- _Extracted information_
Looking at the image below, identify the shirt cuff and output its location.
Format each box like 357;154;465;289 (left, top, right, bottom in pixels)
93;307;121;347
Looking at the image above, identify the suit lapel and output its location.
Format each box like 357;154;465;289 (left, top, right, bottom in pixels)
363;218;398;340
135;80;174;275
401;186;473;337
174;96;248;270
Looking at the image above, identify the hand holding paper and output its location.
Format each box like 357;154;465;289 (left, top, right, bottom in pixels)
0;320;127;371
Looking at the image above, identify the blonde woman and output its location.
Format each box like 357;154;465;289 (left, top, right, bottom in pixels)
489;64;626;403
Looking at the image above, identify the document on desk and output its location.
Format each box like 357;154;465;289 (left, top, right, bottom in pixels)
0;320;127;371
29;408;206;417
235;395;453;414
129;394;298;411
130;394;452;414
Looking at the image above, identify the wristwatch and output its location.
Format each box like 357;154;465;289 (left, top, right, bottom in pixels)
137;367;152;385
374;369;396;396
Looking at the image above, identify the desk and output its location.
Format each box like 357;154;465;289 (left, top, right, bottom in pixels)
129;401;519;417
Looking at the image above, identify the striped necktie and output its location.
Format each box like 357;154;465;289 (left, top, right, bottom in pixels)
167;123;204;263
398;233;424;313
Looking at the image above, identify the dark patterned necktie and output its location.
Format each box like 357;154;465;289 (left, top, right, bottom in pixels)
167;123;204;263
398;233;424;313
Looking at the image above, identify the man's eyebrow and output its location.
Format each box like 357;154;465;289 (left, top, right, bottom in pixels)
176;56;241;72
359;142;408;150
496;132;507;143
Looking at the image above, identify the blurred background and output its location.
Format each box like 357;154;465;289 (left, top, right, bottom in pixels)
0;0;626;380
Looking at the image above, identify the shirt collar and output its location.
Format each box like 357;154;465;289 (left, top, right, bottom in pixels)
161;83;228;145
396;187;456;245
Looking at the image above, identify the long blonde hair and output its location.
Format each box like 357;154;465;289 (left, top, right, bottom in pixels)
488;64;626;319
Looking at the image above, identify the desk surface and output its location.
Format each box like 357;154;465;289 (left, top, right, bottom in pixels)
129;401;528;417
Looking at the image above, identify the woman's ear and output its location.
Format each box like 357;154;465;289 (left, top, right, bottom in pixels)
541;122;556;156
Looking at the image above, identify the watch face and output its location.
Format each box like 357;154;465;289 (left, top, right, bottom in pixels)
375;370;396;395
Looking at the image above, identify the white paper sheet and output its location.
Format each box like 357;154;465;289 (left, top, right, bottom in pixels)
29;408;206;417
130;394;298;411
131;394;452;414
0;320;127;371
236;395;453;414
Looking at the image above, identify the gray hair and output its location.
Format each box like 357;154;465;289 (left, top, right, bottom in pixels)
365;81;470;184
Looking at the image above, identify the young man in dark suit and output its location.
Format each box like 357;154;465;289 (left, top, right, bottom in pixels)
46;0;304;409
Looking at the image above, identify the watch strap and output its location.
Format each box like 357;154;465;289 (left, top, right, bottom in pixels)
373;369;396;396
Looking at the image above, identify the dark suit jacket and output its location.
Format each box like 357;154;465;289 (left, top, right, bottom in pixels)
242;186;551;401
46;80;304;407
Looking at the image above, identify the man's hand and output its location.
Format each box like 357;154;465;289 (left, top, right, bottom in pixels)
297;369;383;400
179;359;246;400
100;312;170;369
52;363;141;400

- _Written request_
Repeat the material word for word, in full.

- _Task solution_
Looking at the image below, identify the shirt cuff and output its location.
Format each box like 357;154;465;289 (left, top, right, bottom in pixels)
93;307;121;347
Looking at the image above, identify the suit lapel and output its location.
Format each box like 357;154;465;289 (left, top, right, bottom in pixels)
363;218;398;340
135;80;174;275
401;186;473;337
174;96;248;270
Looking at the image above, identify the hand holding paper and output its location.
Format each box like 357;154;465;289 (left, top, right, bottom in pixels)
0;320;127;371
Looking at the image above, identify the blonde woman and output its location.
Format each box like 357;154;465;289 (left, top, right, bottom in pixels)
489;64;626;403
Looking at the image above, identify the document on desk and output its location.
Format each box like 357;154;465;289 (left, top, right, bottom in pixels)
0;320;127;371
29;408;206;417
235;395;453;414
129;394;298;411
130;394;452;414
Looking at the image above, identify the wristwatch and output its location.
Format each box like 357;154;465;289 (left, top, right, bottom in pixels)
137;367;152;385
374;369;396;396
Looking at the image above, identify the desk and output its location.
Format each box like 357;154;465;289 (left, top, right, bottom in pixels)
129;401;519;417
Looking at the image above, identify the striped necktie and output its location.
Format each box like 357;154;465;289 (left, top, right, bottom in pixels)
167;123;204;263
398;233;424;313
Looking at the image above, identify the dark patterned necktie and output its location.
Format each box like 357;154;465;289 (left, top, right, bottom in pixels)
167;123;204;263
398;233;424;313
Looking at the image above, identify the man's eyebrow and output its location.
Format each box like 357;154;465;289 (left, top, right, bottom in pixels)
176;56;241;72
359;142;408;150
496;132;507;143
Looking at the image above, identify the blurred background and output its location.
Format each box like 357;154;465;289 (left, top, right, bottom in pixels)
0;0;626;380
Looking at the image above, identify the shirt collar and output its location.
Format each box like 357;154;465;289 (left, top, right, bottom in pixels)
161;83;228;145
396;187;456;245
Looking at the image above, identify the long blonde hair and output its location.
Format each box like 357;154;465;289 (left, top, right, bottom in pixels)
488;64;626;319
Looking at the image above, identify the desk surface and output its location.
Format each box like 357;154;465;289 (left, top, right, bottom in pixels)
129;401;528;417
Looking at the image above, identify the woman's ear and output its location.
Format each box like 357;154;465;289 (left, top, right, bottom in pixels)
541;122;556;156
Looking at the image above, identify the watch face and output its location.
Format each box like 357;154;465;289 (left, top, right, bottom in pixels)
375;370;396;395
Looking at the image above, identify the white paper sheet and output its location.
Format each box like 357;154;465;289 (left, top, right, bottom in pixels)
29;408;206;417
130;394;298;411
131;394;452;414
0;320;127;371
236;395;453;414
Looking at the image above, identify the gray hair and output its location.
Format each box like 357;154;465;289 (left, top, right, bottom in pixels)
365;81;470;184
Looking at the image above, identify the young man in dark suit and output its location.
Format each box like 357;154;465;289 (left, top, right, bottom in pixels)
46;0;304;409
Looking at the image above, identify the watch strap and output its location.
Format each box like 357;154;465;289 (left, top, right, bottom in pixels)
373;369;396;396
Looking at the image above, identify the dark suit jacket and output its location.
Format each box like 357;154;465;289 (left, top, right, bottom in pixels)
242;186;551;401
46;80;304;407
Looking at the image above, identify the man's hand and output its location.
Format each box like 357;154;465;289 (left, top, right, bottom in pixels)
297;369;383;400
179;359;246;400
100;312;170;369
52;363;141;400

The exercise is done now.